INSTRUCTION: Swap "beige wall" for "cream wall" in the records, starting at the line that contains "Target: textured ceiling" and ending at the last line of the records. Return only those lines, leaving everything else in them unchanged.

ROWS:
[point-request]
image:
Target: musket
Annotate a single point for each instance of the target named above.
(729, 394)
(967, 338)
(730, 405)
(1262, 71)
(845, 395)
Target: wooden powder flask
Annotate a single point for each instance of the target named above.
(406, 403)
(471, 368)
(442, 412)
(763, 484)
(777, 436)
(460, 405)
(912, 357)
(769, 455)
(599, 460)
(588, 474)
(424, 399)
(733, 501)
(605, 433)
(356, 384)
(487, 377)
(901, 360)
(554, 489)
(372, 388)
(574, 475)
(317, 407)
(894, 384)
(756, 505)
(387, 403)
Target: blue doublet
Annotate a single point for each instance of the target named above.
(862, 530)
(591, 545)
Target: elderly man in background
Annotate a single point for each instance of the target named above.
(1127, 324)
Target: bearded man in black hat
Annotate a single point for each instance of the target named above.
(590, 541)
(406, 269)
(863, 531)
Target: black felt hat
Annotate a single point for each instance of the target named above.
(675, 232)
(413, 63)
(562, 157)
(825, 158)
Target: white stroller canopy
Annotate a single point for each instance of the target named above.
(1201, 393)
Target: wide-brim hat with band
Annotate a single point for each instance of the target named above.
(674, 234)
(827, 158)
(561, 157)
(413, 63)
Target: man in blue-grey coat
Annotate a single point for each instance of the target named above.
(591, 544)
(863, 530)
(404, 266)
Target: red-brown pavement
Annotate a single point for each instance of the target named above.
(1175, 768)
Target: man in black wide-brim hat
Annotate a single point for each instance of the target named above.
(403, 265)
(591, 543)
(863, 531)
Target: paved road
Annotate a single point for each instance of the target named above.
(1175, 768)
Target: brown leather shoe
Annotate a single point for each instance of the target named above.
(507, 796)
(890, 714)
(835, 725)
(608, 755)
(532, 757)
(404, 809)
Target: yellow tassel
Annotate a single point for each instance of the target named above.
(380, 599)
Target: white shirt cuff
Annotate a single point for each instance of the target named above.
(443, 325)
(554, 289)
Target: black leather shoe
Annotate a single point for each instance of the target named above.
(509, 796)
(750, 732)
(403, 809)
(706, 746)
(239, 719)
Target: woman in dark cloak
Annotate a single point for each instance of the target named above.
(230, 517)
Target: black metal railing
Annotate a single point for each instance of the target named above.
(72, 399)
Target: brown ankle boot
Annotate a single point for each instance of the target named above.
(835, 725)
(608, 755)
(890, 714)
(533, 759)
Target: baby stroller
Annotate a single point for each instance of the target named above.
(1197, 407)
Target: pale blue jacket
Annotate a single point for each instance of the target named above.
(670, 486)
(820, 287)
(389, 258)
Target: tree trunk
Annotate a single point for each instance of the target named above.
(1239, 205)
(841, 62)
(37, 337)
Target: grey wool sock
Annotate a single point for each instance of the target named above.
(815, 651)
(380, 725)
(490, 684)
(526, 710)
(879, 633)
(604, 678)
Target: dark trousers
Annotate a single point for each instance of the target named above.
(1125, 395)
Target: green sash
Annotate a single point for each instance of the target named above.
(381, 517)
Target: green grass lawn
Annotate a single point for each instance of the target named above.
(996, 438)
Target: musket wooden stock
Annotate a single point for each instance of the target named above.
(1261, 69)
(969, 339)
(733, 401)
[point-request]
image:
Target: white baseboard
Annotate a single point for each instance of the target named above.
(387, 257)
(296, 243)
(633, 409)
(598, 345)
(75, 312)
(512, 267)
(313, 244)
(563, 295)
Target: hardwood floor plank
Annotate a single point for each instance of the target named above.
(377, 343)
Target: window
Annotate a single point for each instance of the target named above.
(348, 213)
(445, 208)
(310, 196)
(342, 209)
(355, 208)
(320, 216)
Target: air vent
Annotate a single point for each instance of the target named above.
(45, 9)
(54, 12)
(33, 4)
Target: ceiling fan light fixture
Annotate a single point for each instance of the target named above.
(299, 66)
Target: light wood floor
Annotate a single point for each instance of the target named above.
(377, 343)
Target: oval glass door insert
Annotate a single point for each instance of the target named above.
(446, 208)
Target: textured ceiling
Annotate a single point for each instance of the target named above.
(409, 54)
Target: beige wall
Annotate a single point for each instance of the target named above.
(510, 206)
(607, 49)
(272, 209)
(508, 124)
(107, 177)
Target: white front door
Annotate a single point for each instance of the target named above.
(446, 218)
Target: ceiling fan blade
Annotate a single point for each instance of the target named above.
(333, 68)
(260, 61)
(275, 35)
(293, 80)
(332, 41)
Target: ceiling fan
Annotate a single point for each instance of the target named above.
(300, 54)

EXERCISE ANSWER:
Target: textured ceiling
Annotate a single point for each instance of the target named above.
(409, 54)
Target: cream wall
Annotate a single point for each instance of the target named above.
(510, 206)
(607, 49)
(272, 209)
(508, 124)
(107, 177)
Target: white front door
Annotate a single point for each instance of the target named above.
(446, 218)
Target: ceiling fan blade
Annotate a single point for each instance of the target named above.
(333, 68)
(260, 61)
(275, 35)
(293, 80)
(332, 41)
Target: ceiling fan
Annotate a single point for each instance of the target named above.
(300, 54)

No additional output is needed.